## [Work request]
Pull every line from the records that has the word "shirt" in it.

Stored items:
________________
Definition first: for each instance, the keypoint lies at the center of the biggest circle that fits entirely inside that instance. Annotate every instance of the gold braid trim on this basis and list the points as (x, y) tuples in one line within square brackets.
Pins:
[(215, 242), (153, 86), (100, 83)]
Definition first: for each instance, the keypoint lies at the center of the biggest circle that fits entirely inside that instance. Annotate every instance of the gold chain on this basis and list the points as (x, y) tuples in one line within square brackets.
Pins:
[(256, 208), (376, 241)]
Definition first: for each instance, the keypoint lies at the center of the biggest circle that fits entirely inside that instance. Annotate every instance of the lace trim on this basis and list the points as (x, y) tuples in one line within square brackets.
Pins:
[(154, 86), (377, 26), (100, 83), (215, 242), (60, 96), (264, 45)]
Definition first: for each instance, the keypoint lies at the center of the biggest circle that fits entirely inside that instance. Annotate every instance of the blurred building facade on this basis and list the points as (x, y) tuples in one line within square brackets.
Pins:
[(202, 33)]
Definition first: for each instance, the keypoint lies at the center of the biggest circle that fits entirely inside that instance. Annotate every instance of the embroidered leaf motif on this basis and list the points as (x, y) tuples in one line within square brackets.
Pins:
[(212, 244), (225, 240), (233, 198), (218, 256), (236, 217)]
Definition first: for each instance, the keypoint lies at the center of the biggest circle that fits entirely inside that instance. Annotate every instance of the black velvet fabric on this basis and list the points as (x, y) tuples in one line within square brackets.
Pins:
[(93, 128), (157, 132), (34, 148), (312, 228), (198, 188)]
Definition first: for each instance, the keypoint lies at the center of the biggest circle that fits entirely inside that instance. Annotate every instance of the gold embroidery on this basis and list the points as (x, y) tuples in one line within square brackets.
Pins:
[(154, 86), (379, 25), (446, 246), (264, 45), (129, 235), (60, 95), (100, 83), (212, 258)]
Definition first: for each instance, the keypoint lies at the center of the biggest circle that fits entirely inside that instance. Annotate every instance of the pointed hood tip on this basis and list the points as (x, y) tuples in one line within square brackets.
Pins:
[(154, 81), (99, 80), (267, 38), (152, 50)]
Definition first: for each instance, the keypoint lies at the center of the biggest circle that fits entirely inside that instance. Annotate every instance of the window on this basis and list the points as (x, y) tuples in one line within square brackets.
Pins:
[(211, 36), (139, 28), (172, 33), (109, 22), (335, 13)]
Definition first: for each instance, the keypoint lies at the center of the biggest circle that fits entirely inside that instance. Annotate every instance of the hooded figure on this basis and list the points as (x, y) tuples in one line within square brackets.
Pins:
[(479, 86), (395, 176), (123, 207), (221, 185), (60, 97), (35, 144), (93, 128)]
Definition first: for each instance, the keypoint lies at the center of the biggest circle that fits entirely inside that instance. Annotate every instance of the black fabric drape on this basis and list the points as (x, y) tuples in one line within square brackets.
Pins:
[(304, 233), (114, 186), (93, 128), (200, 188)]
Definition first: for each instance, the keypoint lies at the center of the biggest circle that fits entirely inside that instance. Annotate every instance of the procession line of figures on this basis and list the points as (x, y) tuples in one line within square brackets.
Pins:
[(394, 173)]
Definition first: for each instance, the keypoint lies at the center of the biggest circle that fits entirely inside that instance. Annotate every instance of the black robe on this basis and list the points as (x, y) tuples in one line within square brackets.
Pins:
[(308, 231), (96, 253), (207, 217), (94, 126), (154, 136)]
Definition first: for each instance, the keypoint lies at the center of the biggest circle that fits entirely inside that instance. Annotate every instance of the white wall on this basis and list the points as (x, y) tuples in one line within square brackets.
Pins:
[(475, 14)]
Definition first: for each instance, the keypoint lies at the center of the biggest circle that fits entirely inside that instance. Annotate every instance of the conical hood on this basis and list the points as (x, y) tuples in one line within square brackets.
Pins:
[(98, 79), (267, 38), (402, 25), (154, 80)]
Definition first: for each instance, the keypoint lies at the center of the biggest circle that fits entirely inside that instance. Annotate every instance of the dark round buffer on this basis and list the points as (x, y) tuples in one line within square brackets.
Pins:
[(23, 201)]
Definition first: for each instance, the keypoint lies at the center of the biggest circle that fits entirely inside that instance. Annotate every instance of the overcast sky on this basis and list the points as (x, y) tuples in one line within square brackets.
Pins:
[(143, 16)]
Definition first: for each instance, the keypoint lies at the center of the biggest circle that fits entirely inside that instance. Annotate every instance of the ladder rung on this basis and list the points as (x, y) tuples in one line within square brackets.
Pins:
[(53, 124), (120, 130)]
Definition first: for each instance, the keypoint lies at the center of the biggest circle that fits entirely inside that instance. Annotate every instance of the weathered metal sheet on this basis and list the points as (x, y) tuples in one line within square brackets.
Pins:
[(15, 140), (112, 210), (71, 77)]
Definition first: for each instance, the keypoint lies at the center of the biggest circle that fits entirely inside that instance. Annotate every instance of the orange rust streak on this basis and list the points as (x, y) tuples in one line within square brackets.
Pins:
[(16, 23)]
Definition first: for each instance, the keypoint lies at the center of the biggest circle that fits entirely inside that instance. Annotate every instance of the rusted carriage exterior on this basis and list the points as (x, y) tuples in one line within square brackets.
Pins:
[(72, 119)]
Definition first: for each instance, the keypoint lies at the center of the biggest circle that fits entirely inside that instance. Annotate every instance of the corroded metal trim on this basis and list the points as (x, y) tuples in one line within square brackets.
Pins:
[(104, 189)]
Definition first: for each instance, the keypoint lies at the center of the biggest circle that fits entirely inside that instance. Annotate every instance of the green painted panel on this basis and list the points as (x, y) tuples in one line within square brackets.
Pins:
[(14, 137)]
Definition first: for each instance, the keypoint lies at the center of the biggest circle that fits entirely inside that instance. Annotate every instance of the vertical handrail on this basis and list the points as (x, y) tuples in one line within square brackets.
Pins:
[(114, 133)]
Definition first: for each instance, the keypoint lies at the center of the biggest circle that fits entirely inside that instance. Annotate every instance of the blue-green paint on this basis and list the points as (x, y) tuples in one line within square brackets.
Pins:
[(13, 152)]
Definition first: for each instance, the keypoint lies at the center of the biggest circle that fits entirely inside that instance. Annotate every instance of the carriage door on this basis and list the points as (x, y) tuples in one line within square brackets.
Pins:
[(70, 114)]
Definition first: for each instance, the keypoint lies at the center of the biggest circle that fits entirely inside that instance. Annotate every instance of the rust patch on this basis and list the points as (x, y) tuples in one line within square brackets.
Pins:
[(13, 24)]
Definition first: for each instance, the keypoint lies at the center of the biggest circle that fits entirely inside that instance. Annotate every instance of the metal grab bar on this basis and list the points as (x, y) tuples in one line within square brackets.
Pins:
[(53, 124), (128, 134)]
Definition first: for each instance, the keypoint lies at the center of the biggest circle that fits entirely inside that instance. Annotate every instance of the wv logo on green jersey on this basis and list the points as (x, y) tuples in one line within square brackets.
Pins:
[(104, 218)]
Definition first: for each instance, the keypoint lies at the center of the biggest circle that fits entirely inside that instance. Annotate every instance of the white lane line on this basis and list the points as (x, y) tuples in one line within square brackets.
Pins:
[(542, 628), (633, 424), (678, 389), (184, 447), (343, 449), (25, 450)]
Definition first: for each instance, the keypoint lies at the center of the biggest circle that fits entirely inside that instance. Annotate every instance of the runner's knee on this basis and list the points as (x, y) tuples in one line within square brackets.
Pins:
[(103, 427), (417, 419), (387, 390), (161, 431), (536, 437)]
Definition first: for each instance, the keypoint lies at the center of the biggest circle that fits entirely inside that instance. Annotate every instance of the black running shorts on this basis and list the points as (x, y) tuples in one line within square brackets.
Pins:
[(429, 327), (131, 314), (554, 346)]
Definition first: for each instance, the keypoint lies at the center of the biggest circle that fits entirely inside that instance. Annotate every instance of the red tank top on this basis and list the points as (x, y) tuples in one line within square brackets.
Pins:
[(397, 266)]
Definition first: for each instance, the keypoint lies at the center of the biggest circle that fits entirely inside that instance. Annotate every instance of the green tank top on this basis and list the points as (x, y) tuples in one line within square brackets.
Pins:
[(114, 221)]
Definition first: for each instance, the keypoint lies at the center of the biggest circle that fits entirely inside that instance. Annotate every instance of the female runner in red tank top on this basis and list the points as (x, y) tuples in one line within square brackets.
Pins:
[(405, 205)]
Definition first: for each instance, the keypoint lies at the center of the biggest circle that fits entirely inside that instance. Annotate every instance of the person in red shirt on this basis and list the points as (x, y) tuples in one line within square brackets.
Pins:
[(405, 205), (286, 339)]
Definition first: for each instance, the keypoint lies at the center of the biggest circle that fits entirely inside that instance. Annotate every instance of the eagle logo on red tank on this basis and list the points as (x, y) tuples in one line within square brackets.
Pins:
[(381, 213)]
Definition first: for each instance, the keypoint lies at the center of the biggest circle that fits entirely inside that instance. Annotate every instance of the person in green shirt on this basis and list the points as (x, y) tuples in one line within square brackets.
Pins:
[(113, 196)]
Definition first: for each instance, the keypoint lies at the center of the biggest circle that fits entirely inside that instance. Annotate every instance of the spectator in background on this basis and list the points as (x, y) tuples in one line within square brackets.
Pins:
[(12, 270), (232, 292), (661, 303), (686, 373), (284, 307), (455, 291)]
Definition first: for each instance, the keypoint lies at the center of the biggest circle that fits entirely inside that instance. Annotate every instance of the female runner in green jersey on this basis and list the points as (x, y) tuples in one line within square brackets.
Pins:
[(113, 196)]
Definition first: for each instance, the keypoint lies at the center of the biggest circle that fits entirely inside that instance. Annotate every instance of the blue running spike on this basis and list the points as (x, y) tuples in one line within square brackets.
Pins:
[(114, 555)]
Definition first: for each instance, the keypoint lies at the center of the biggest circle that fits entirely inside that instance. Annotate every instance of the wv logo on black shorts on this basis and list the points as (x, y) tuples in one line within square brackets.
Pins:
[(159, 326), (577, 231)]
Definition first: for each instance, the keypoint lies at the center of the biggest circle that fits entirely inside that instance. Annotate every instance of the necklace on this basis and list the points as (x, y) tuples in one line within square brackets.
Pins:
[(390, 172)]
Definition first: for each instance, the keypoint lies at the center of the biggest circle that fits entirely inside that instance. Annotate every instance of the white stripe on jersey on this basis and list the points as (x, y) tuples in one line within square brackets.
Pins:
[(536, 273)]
________________
## [Task solution]
Definition first: for each instance, the keypoint lies at the center of the biggest circle that fits entirely inside that instance. Annotate every instance of the person in red shirt on this basis and list the points as (x, y) tuples in one line within square brackets.
Definition first: for each instance, the keypoint lies at the center of the biggest circle that fits entirely inside that instance. Annotate every instance of the person in green shirt on this basis and list the points as (x, y) tuples in one line within square brackets.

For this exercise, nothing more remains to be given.